In other words, unless it is clear the witness knows, he is entitled to an explanation of what the subject matter is, and how the questions are pertinent.


We have already shown that the bar admission 'excursion' was ended, and the thread of inquiry was back on the Matusow case, when the questions were posed. Appellant's first words after the Count 1 question were that he understood he was called to testify about the Matusow recantation and he was prepared to answer questions concerning his participation in connection with that matter, but he simply was not going to discuss his 'beliefs, religious, political, economic or social.' Thus he demonstrated he knew the subject was the Matusow case, but claimed he did not think questions as to his possible Communist Party membership were pertinent to it. In so doing appellant showed he was taking the risks inherent in refusing to answer. Of course we are not foreclosed by appellant's statement that he could see no pertinency or relationship between Communist Party affiliation, if any, and the Matusow recantation. It is enough for our purpose that he should have seen the relationship and hence the pertinency.


In order to accept appellant's thesis, that he could not reasonably be held to be aware of pertinency, we must believe that an experienced lawyer could not understand that Communist Party membership would be important in judging the value of the testimony and the credibility of a witness called to testify about his part, if any, in an alleged Communist conspiracy to subvert justice.


In these circumstances we think the explanations, including the Chairman's statement, 'You are subject to cross-examination * * * and that is what the committee is proceeding to do,' would constitute a sufficient explanation even if addressed to a layman; addressed to a seasoned litigation lawyer of thirty years' experience, it was actually superfluous. Nevertheless it was given 'for the record' and fully meets the criteria laid down by the Watkins case. If any witness could ever be in doubt about the pertinency of the instant questions to the inquiry into 'whether Matusow lied when he testified' and whether there was a Communist conspiracy to discredit prosecution of Communist Party members, this appellant is not that map. By the very answers given and statements made in his testimony and which he formally argued in his briefs, appellant demonstrated that no explanation could possibly have satisfied him or added to his knowledge.14


A witness may not frustrate the legitimate process of inquiry by shutting his mind to explanation any more than he could do so by stuffing his ears with cotton to prevent hearing the explanation. And where it is plain and clear that any reasonable man would grasp the pertinency of the question without explanation it would be sheer nonsense for courts to say that none the less someone must, as by playing a mechanically recorded message, parrot to the witness a recital of that which the evidence shows he knows.


We hold appellant's responses make manifest his actual awareness that the Matusow recantation was the subject matter to which the questions were related and that he was fully aware of the manner in which those specific questions were pertinent to that subject. Apart from appellant's actual state of mind, a witness so situated reasonably should have known and could not fail to have known that the subcommittee asked these questions intending to secure information bearing on the Matusow inquiry and bearing on his own reliability as a witness and such witness should have understood that the questions were therefore pertinent to that subject.

● **Data shown**
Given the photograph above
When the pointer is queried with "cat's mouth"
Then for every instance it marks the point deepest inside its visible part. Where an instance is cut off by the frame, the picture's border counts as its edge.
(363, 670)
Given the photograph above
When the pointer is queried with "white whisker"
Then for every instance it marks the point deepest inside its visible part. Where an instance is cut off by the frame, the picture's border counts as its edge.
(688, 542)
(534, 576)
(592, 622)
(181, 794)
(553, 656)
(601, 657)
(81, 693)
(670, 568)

● **Directive 1**
Collect every line of the records that contains the string "queried", copying each one in full. Matching is case-sensitive.
● **Directive 2**
Carry on the court opinion about the Matusow recantation, starting after its last sentence.

● **Task answer 1**
When the pointer is queried with "cat's mouth"
When the pointer is queried with "white whisker"

● **Task answer 2**
The dissenting opinion argues that 'the courts should be slow, however, to hold that a person shall be 'compelled' over his objection publicly 'to be a witness against himself' by supplying obviously self-incriminating information, particularly when the area protected by the First Amendment is threatened, though he does not rest his objection on the Fifth.'


The short and simple answer to this is that every witness who thinks any answer will or may incriminate him has as absolute protection in the Fifth Amendment. Unconsciously, perhaps, the dissent shrinks from 'forcing' a witness to raise the Fifth Amendment because some people may draw dark inferences from its use. Over recent years the frequent employment of the Fifth Amendment has, in the minds of some, brought it into 'disrepute.' The Fifth Amendment plainly-- and properly-- was intended as a shield against self incrimination; the First Amendment was not. The use of the First Amendment to shield one from supplying 'obviously incriminating information about himself' would be a perversion of the Constitution, needless so long as the Fifth Amendment stands. Should this perversion be sanctioned it would not be long before repeated use of the First as a haven from incrimination would 'contaminate' that Amendment. Mere recital of these factors demonstrates the folly of trying to adjust constitutional interpretation to meet the shifting breezes of segments of public opinion and the prevailing modes of witnesses before legislative committees.

Appellant's conviction is




FAHY, Circuit Judge, with whom EDGERTON, Chief Judge, and BAZELON, Circuit Judge, join (dissenting).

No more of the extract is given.